──────── FONTE

O primeiro manifesto do MPLA foi publicado em Dezembro de 1956 e, em 4 de Fevereiro de 1961, o movimento iniciou a revolução armada com o assalto às prisões de Luanda.
A tentativa de libertar dirigentes e militantes do movimento foi reprimida brutalmente pelas autoridades. Alguns prisioneiros, como Uanhenga Xitu, António Jacinto, Luandino Vieira e António Cardoso, foram desterrados para o Tarrafal. (cf. ERVEDOSA, 1979, p. 136-137) Uanhenga Xitu permaneceu, de 1962 a 1970, no campo de concentração do Tarrafal (Cabo Verde), onde começou a escrever seus contos. Publicou O meu discurso (1974), “Mestre” Tamoda (1974), Bola com feitiço (1974), Manana (1974), Vozes na sanzala / Kahitu (1976), Maka na sanzala (1979), Os sobreviventes da máquina colonial depõem (1980), Os discursos do Mestre Tamoda (1984), O ministro (1989) e Cultos especiais (1997).
Após a Independência, proclamada, em Luanda, à meia-noite do dia 11 de Novembro de 1975, por Agostinho Neto, Uanhenga Xitu exerceu cargos como: Membro do Conselho da Revolução, Comissário (Governador) da Província de Luanda, Ministro da Saúde de Angola, Embaixador da República Popular de Angola na República Democrática Alemã e na República da Polônia. Actualmente, é Deputado na Assembleia Nacional pela Bancada do MPLA, tendo sido membro do Comitê Central do MPLA até 1998. É membro da União dos Escritores Angolanos (UEA).
Fundada em 10 de Dezembro de 1975, a  União dos Escritores Angolanos tem por objectivos defender a dignidade e especificidade cultural angolana, activar o inventário cultural do país no contexto do renascimento cultural africano, e organizar os escritores para prosseguirem na luta pela conquista de um futuro digno. (cf. ERVEDOSA, 1979, p. 154-155)

────────────────

_OBJETIVO INDICADO A_. Reescreva em forma de lista o parágrafo da fonte que começa com "Após a Independência", mantendo os fatos principais.
_OBJETIVO INDICADO B_.
Responda com base na fonte:
(i) Quando foi publicado o primeiro manifesto do MPLA?
(ii) De que ano a que ano Uanhenga Xitu permaneceu no Tarrafal?
(iii) Em que data foi fundada a União dos Escritores Angolanos?
_OBJETIVO INDICADO C_.
Diga se cada afirmação está de acordo com a fonte:
(i) O assalto às prisões de Luanda ocorreu em 4 de Fevereiro de 1961.
(ii) Uanhenga Xitu começou a escrever seus contos depois da Independência.
(iii) Uanhenga Xitu ainda é membro do Comitê Central do MPLA.

──────── MATERIAL LISTADO

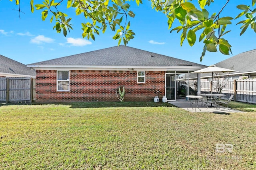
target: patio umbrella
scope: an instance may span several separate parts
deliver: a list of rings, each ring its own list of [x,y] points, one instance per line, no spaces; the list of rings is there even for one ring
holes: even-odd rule
[[[233,70],[225,68],[222,67],[218,67],[215,65],[211,65],[208,67],[198,70],[191,73],[212,73],[212,86],[211,87],[211,93],[212,94],[212,80],[213,79],[213,73],[224,73],[228,72],[234,72],[235,71]]]

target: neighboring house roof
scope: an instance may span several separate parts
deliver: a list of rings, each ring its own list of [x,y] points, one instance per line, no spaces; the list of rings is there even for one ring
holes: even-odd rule
[[[206,66],[124,45],[28,64],[28,67],[202,68]],[[199,68],[200,69],[200,68]]]
[[[6,77],[35,76],[36,72],[27,68],[23,64],[0,55],[0,75]]]
[[[236,55],[215,64],[219,67],[230,69],[238,72],[223,73],[224,75],[242,75],[243,74],[256,74],[256,49]],[[201,74],[201,78],[211,77],[210,73]],[[191,74],[190,78],[197,77],[196,74]]]

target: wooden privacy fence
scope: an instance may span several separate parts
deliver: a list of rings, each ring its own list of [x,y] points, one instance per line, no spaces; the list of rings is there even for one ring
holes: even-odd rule
[[[216,86],[214,85],[217,82],[213,81],[212,92],[214,93],[217,92],[214,90]],[[256,79],[225,80],[222,81],[221,83],[225,84],[222,93],[226,94],[226,98],[229,98],[232,94],[235,93],[234,100],[256,104]],[[189,85],[191,88],[196,90],[194,82],[190,82]],[[209,92],[210,89],[210,82],[201,82],[201,92]]]
[[[36,98],[35,82],[30,77],[0,78],[0,102],[32,102]]]

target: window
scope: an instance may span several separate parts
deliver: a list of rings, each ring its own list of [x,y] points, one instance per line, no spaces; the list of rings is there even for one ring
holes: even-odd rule
[[[144,83],[145,82],[145,71],[138,71],[138,83]]]
[[[57,91],[69,91],[69,71],[57,71]]]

────────────────

_RESPOSTA FINAL A_.
- A Independência foi proclamada por Agostinho Neto, em Luanda, à meia-noite de 11 de Novembro de 1975.
- Depois disso, Uanhenga Xitu foi membro do Conselho da Revolução.
- Foi Comissário (Governador) da Província de Luanda.
- Foi Ministro da Saúde de Angola.
- Foi embaixador na República Democrática Alemã e na Polônia.
- Hoje é deputado na Assembleia Nacional pela bancada do MPLA.
- Foi membro do Comitê Central do MPLA até 1998.
- É membro da União dos Escritores Angolanos (UEA).

_RESPOSTA FINAL B_.
(i) Em Dezembro de 1956.
(ii) De 1962 a 1970.
(iii) Em 10 de Dezembro de 1975.

_RESPOSTA FINAL C_.
(i) Sim: "em 4 de Fevereiro de 1961, o movimento iniciou a revolução armada com o assalto às prisões de Luanda".
(ii) Não: "no campo de concentração do Tarrafal (Cabo Verde), onde começou a escrever seus contos".
(iii) Não: "tendo sido membro do Comitê Central do MPLA até 1998".